The output should be limited to the line holding "of the chrome" and the lines after it through the end of the entries, each restated exactly.

▶ **Data shown**:
########################################
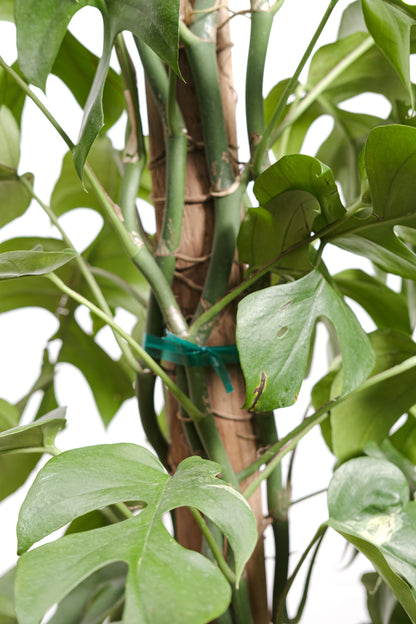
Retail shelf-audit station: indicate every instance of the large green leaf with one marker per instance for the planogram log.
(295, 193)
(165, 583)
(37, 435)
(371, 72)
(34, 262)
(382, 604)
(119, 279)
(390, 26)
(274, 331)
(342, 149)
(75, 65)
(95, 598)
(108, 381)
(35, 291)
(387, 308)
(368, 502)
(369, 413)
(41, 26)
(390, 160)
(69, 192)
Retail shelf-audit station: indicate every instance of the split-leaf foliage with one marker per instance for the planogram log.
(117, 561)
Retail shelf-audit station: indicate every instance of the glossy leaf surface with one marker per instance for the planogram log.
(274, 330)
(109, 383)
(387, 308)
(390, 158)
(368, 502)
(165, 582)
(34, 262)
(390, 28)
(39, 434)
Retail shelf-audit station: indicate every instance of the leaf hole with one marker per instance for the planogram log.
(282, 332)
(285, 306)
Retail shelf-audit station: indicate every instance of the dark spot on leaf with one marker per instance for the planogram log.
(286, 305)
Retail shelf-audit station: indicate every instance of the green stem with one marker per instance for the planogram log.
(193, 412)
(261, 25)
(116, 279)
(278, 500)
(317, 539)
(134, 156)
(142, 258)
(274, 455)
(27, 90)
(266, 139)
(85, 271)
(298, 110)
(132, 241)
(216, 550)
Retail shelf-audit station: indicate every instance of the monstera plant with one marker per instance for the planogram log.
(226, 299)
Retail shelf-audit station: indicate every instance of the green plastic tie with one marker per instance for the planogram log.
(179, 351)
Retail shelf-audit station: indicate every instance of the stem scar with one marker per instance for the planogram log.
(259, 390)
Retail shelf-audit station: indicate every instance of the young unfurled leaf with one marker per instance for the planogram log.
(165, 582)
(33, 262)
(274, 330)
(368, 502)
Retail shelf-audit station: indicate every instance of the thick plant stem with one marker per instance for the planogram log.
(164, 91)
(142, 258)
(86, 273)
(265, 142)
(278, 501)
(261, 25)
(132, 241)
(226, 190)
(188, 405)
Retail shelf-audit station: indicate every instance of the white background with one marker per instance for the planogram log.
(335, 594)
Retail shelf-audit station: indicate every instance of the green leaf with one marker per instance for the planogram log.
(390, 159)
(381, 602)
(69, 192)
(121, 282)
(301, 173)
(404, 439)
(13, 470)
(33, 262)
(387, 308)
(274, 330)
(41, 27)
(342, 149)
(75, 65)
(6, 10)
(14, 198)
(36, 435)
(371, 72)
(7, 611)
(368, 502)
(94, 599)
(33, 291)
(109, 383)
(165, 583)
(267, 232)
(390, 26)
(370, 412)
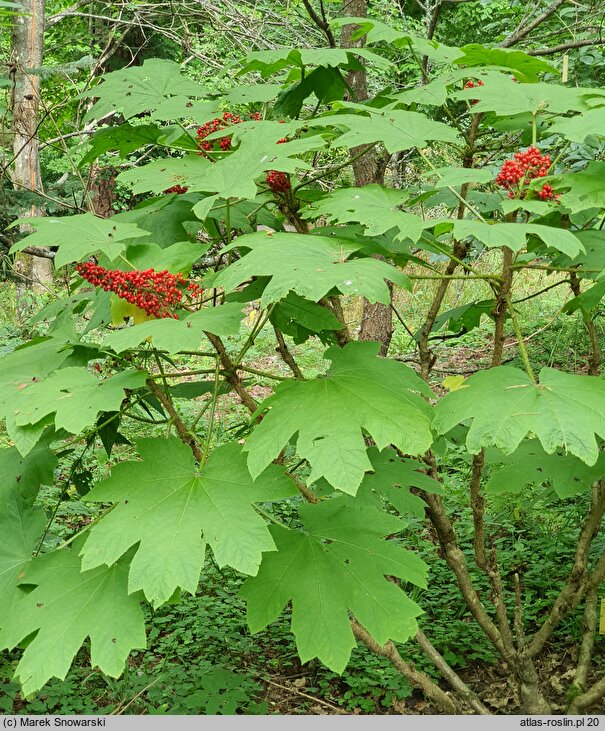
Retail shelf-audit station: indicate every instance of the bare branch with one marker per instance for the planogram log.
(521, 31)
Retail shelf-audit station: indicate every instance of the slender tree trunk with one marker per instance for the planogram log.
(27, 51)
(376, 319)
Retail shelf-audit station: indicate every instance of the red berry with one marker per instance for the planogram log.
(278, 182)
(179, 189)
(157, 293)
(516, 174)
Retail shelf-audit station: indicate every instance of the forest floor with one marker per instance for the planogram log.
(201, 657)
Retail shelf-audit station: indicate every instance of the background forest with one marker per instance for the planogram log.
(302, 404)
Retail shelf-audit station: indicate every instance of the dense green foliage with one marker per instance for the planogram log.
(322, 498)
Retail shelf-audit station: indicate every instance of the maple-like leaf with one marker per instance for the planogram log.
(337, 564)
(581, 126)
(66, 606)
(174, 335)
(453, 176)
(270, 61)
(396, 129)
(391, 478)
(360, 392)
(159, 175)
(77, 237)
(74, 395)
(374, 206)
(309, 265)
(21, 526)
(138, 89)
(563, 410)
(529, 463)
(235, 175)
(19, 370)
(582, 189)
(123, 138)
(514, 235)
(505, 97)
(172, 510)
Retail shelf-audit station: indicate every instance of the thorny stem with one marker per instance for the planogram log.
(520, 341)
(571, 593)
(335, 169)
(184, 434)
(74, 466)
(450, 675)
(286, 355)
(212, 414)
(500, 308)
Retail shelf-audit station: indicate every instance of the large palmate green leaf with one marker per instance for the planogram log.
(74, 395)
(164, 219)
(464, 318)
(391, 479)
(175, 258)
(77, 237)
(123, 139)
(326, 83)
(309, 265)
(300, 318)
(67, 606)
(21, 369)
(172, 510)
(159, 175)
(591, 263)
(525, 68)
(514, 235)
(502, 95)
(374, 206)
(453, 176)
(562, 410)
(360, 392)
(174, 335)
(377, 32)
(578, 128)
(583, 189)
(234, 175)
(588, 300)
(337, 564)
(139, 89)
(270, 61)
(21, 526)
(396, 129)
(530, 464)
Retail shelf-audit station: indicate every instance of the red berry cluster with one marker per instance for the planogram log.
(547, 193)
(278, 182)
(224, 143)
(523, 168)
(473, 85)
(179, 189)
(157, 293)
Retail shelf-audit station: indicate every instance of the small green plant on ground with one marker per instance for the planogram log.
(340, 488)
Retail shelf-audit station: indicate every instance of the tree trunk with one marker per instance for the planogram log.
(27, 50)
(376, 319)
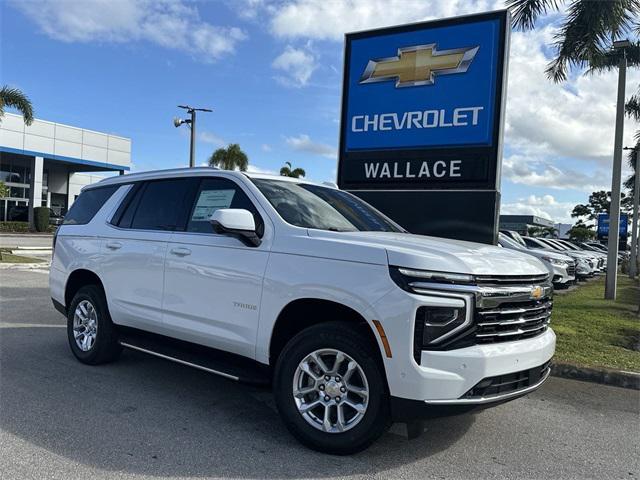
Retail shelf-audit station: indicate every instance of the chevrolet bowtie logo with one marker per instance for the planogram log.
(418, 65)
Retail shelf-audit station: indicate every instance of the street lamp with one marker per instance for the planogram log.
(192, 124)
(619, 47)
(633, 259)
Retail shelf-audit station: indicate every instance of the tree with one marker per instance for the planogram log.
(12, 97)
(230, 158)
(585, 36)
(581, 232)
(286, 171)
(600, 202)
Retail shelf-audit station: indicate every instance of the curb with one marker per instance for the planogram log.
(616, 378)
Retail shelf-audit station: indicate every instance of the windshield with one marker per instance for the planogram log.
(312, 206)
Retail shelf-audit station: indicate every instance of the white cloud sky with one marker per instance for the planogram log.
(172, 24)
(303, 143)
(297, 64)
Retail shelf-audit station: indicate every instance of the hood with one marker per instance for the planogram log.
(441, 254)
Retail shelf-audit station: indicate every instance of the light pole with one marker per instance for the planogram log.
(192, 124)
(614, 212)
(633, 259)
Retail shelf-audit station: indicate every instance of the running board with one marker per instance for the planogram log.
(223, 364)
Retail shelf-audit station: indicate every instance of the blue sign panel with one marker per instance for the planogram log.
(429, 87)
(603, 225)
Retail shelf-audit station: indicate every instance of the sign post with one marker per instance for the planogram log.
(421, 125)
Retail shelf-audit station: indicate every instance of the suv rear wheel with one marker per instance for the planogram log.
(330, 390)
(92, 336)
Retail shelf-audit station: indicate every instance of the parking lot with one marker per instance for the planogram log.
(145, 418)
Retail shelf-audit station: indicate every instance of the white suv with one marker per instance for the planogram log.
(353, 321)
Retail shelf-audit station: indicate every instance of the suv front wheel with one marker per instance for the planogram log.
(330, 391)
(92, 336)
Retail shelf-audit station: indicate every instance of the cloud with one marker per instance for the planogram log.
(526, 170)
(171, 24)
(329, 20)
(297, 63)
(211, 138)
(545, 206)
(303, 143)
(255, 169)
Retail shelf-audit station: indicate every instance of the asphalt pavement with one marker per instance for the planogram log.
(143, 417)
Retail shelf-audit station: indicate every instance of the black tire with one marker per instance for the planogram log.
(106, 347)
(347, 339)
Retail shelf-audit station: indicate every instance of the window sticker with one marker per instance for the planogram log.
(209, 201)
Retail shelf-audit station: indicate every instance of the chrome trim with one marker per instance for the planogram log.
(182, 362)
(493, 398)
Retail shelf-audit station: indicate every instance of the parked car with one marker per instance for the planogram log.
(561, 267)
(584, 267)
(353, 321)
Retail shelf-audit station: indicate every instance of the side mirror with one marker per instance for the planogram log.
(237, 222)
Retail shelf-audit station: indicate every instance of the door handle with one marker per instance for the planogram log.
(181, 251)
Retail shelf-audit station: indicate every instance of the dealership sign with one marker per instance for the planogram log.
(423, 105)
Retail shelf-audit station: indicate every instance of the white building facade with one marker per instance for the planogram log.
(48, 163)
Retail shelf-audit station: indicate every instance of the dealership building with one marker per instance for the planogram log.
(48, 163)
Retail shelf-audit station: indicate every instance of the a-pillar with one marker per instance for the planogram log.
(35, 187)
########################################
▶ **Output below**:
Retail shelf-audit station: indicate every instance of the chrome trim with one marker per instance for the planogram log.
(182, 362)
(493, 398)
Retail shelf-audit station: indicate every instance of the parked car with one marker per instance for the planogram log.
(561, 267)
(584, 267)
(353, 321)
Retail shelf-audit station: indicate every instance of the side mirror with one marker per instance for the planogram log.
(237, 222)
Retail shelf-audit station: indicate every instance of the door handle with one marker per instance for the planogram log.
(181, 251)
Retail shelf-audit station: indicate every instance of the dealership sign with one marker per instance for the planogram log.
(423, 105)
Retail shelf-audit station: indicate every instance of the white building facade with one marker per instance for the planogram log.
(48, 163)
Retail shelf-audit station: indicate every instance of the dealership building with one marker per instance for the planogram log.
(48, 163)
Retail shelf-audit station: indicate every instance of the a-pillar with one marker per instance for the planogram log.
(35, 187)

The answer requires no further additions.